• **Aim of the task**
Please reproduce the records exactly, leaving out any pictures.

• **Provided records**
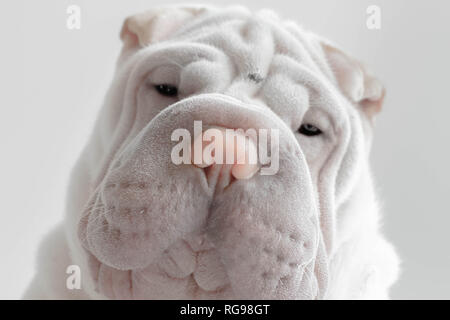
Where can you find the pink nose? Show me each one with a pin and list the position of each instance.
(220, 146)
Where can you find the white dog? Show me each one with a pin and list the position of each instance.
(140, 226)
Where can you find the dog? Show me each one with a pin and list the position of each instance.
(140, 226)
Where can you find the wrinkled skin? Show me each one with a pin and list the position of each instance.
(142, 227)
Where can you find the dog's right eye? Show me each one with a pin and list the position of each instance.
(166, 90)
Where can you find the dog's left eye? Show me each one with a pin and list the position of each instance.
(166, 90)
(309, 130)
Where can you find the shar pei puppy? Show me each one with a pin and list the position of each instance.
(147, 218)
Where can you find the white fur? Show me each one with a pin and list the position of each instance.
(324, 194)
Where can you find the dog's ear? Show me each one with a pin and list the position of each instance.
(156, 24)
(354, 80)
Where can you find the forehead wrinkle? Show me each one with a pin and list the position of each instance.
(322, 92)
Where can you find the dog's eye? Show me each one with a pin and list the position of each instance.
(166, 90)
(309, 130)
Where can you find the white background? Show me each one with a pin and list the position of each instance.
(53, 81)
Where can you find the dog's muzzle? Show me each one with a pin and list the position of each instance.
(261, 230)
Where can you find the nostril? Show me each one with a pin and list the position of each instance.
(219, 146)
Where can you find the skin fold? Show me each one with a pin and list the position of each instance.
(140, 226)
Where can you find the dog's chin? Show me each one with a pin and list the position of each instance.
(189, 269)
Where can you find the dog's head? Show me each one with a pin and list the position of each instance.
(153, 227)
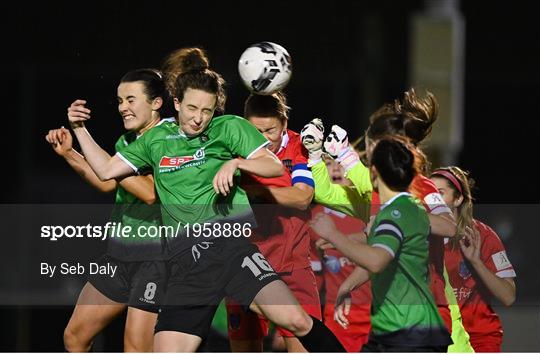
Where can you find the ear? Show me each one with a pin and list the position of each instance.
(157, 103)
(373, 174)
(458, 201)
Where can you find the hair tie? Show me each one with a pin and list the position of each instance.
(449, 176)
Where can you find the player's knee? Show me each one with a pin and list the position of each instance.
(299, 323)
(73, 341)
(137, 342)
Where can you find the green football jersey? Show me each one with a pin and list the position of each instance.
(136, 217)
(184, 168)
(403, 311)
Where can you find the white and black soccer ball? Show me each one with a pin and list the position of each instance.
(265, 68)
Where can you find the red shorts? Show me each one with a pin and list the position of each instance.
(444, 311)
(354, 337)
(244, 324)
(486, 343)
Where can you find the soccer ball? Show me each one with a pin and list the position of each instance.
(265, 68)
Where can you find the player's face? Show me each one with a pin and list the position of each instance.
(370, 145)
(272, 128)
(195, 111)
(445, 190)
(135, 107)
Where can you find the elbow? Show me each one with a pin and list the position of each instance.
(452, 229)
(376, 267)
(509, 300)
(305, 202)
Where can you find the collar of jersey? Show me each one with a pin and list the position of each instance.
(284, 141)
(394, 198)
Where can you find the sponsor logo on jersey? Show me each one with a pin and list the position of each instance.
(464, 272)
(500, 260)
(168, 163)
(288, 164)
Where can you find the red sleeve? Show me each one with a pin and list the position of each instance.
(493, 253)
(425, 190)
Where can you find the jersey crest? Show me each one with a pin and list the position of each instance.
(464, 271)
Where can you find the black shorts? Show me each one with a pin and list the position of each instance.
(373, 346)
(201, 277)
(138, 284)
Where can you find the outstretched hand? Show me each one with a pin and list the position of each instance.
(470, 244)
(224, 178)
(337, 145)
(323, 224)
(312, 136)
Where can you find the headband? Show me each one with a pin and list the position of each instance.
(449, 176)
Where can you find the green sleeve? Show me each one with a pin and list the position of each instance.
(243, 138)
(137, 154)
(387, 234)
(337, 197)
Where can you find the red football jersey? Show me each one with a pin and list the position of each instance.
(337, 267)
(479, 319)
(426, 191)
(283, 235)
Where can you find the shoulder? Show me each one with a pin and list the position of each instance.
(486, 232)
(228, 120)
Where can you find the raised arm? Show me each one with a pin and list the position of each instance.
(298, 196)
(374, 259)
(261, 163)
(105, 166)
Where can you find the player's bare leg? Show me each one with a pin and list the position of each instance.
(175, 342)
(277, 304)
(293, 345)
(246, 345)
(139, 331)
(93, 312)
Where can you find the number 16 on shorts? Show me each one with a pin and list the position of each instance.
(258, 265)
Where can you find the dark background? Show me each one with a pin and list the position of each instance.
(349, 57)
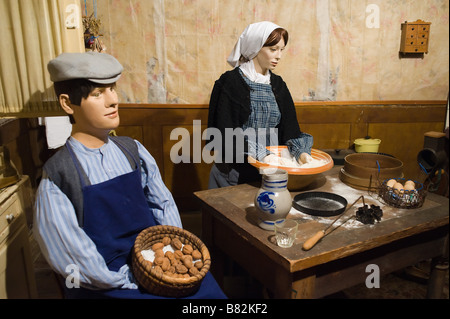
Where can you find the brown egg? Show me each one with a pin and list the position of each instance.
(391, 182)
(398, 188)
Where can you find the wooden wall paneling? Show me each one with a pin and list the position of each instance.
(329, 136)
(184, 178)
(404, 141)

• **Exercise output**
Where can you find the pink nose? Show me each one with a pin and list the position of each instance.
(220, 146)
Where can you find the white dog? Show me each one with a pin and list the position of each instance.
(140, 226)
Where can you find the dog? Show me each one with a pin and list the position of each instance.
(140, 226)
Where can you find the wrinkled skin? Show me each one with a pin and list the position of each instance.
(142, 227)
Where can you find the dog's right eye? Show me each one with a pin and list the position of each instance.
(166, 90)
Where can you find the dog's left eye? Show me each one with a pin and list the position of each instance.
(166, 90)
(309, 130)
Where can you find the shar pei puppy? Show me each one with a pin and list the position of each instance.
(147, 218)
Where can you find the white fur? Show me each one with a pin and list the position of each instance.
(324, 194)
Where can you find the dog's ear? Show me each one with a pin and list the position of each instance.
(156, 24)
(354, 80)
Where can you find the forehead wrinkle? Show me each one with a pin and list the position of each instance.
(322, 92)
Where can you find the dog's eye? Show me each one with a pin and list the position of each instance.
(166, 90)
(309, 130)
Where can you find the white background? Show me each one with a pin and list the position of each instance.
(53, 81)
Where can you find the dog's muzzle? Show me each one with a pin and list the position of each instance.
(261, 230)
Where can you find the nostril? Show me each one with a pin and list the position of each instance.
(219, 146)
Where can you find the skin fold? Show me each one with a pin and list the position of each instance.
(140, 226)
Where can you find the dog's chin? Show me each one with a pin and list the position of each instance.
(189, 269)
Where can you find the dog's head? Show me each one with a pin and list the position of each instance.
(153, 227)
Where can you find the ear? Show me each one with a pin and list the position of each instance.
(157, 103)
(373, 174)
(458, 201)
Where can you find the hair tie? Show me each one with a pin and list the position of each instance.
(449, 176)
Where can you find the player's knee? Show me each one with a pin and list the position of each instance.
(299, 323)
(73, 341)
(137, 342)
Where can you find the green football jersey? Show me each one with a pin and list the position of each instance.
(136, 217)
(184, 168)
(403, 311)
Where can you find the white and black soccer ball? Show me each one with a pin and list the position of each instance.
(265, 68)
Where can you find the red shorts? Show me each one with a pin and list the position of each instance.
(444, 311)
(354, 337)
(244, 324)
(486, 343)
Where can you find the soccer ball? Show me each one with a pin and list the position of each instance.
(265, 68)
Where can you find the player's face? Show me each one with a pin and list the position of each instance.
(370, 145)
(272, 128)
(195, 111)
(445, 190)
(135, 107)
Where can you find the elbow? Show me each one with a pin and list the position of each instance.
(452, 229)
(376, 267)
(509, 300)
(305, 202)
Where can you find the collar of jersey? Show me each one with a pin and list the position of each instance.
(284, 141)
(394, 198)
Where can you find the sponsor logo on jersey? Show me each one with a pin and list the position of each instance.
(464, 272)
(500, 260)
(168, 163)
(288, 164)
Where can you find the red sleeve? Show me each one with a pin and list the position of each instance.
(493, 253)
(425, 190)
Where can you find the jersey crest? Show me each one with a pin and list the position of each instance.
(464, 271)
Where can you find the black shorts? Show me each one with a pin and list the position of each instance.
(373, 346)
(201, 277)
(138, 284)
Where can you find the outstretched hand? Show me each one with a pin and list the position of each instance.
(470, 244)
(224, 178)
(337, 145)
(323, 224)
(312, 136)
Where can you find the headband? Show me each one with a pin and list the position of each instance.
(449, 176)
Where can you find the green sleeve? Show me each one with a pin and list the position of each instance.
(243, 138)
(137, 154)
(387, 234)
(337, 197)
Where can you find the red football jersey? Show me each one with a pin and list the position of each instance.
(337, 267)
(479, 319)
(426, 191)
(283, 235)
Where can you find the shoulder? Show me each one with a pin and list the position of each instance.
(486, 232)
(228, 120)
Where can you find the raised arm? Show me each one with a pin and list the position of each instance.
(298, 196)
(374, 259)
(261, 163)
(105, 166)
Where can you find the player's bare leg? Show me each one with a pin and list the position of each instance.
(175, 342)
(277, 304)
(293, 345)
(246, 345)
(139, 331)
(93, 312)
Where can you find the number 16 on shorts? Show me each one with a pin and list the position of each instance.
(258, 265)
Where can you find the dark background? Show me each one with a pin and list the position of each instance.
(349, 57)
Where can you find the brown egg? Show me each one with a pin and list the position of each instance.
(391, 182)
(398, 188)
Where can you find the wooden wall paneling? Show me each one with a pin and list the position of each instance.
(329, 136)
(184, 178)
(404, 141)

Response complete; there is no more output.